Brano riportato:
Una ricerca “piccante”

Tutto è iniziato nella seconda metà degli anni Novanta del Novecento, quando l’americano Julius, ricercatore all’Università della California a San Francisco, si accorse che quando entriamo in contatto con un peperoncino piccante proviamo, tra le altre cose, una sensazione di calore e possiamo anche incominciare a sudare. Eppure, rispetto alla teoria di Cartesio, non siamo in diretto contatto con il peperoncino. Julius pensava, correttamente, che ci dovesse essere qualcosa che “ingannava” il cervello e gli faceva percepire il caldo. Questo qualcosa, scoprì, è la capsaicina, una sostanza responsabile della sensazione di bruciore. Julius si domandò se non ci dovesse essere nelle cellule nervose nella pella un recettore specifico che si attiva in presenza della capsaicina. 

La scoperta dell’esistenza di neuroni sensoriali specializzati nel registrare i cambiamenti nell’ambiente in cui ci troviamo è stata premiata nel 1944 con un altro premio Nobel. A riceverlo furono Joseph Erlanger e Herbert Gasser che per primi dimostrarono l’esistenza di diverse fibre nervose sensoriali che reagiscono a stimoli specifici. Tra le altre cose, nella serie di ricerche condotte da diversi gruppi a partire dal secondo dopoguerra, si sapeva che esiste un recettore sensibile al dolore provocato dalla capsaicina. Ma non al calore. Ed è quello che ha studiato Julius con il suo team.

Cosa fare:
Riprendi il brano sulla ricerca legata al peperoncino piccante e proseguilo subito dopo la sua ultima frase.

Voci estratte:

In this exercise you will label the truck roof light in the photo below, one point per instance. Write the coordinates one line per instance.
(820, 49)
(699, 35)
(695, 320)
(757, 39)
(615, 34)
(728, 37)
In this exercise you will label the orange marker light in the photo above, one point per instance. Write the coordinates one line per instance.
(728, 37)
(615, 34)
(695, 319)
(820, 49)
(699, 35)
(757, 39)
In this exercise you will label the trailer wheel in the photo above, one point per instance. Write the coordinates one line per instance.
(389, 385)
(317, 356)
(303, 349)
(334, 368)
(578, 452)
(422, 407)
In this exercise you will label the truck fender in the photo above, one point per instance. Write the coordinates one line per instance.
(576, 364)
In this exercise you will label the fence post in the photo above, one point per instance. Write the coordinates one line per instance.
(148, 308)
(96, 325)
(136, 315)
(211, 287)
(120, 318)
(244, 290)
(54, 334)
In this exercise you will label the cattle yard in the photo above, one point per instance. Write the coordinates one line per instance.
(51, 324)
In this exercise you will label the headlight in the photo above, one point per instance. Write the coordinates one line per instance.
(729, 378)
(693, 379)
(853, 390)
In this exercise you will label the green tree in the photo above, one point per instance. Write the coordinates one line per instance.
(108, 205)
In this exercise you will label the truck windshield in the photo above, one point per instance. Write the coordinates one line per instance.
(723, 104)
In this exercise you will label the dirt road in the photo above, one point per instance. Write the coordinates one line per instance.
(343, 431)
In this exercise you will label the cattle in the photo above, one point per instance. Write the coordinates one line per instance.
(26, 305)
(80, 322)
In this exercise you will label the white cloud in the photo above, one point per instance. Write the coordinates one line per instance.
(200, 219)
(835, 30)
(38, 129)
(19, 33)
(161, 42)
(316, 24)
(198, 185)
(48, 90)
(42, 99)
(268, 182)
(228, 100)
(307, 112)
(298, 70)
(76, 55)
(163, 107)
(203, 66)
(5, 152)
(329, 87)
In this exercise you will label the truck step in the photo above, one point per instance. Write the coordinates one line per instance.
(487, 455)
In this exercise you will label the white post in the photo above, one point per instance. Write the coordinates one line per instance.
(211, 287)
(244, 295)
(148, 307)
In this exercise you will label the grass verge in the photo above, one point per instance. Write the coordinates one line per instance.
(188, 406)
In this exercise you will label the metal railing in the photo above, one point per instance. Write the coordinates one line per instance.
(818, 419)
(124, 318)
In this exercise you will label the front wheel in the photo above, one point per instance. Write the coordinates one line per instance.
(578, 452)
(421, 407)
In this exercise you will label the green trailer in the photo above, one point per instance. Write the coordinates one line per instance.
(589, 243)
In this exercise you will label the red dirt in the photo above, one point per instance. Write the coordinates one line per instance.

Risultato seguente:
Una particolare libreria 

Per prima cosa, il gruppo di Julius mise a punto una libreria di milioni di frammenti di DNA che corrispondeva ai geni espressi dai neuroni sensoriali che reagiscono al dolore, al calore e al tatto. L’ipotesi era che in questo mare magnum di materiali si sarebbe dovuto annidare anche il frammento di DNA che codifica per la proteina sensibile alla capsaicina. Procedendo per tentativi ed errori, i ricercatori sono stati in grado di individuare un singolo gene in grado di rendere le cellule sensibili alla capsaicina. A partire da questi studi, Julius e il suo gruppo di ricerca è stato in grado di individuare la relativa proteina del canale ionico. Era stato individuato il recettore che si attiva a temperature percepite come dolorose e venne chiamato con la sigla TRPV1.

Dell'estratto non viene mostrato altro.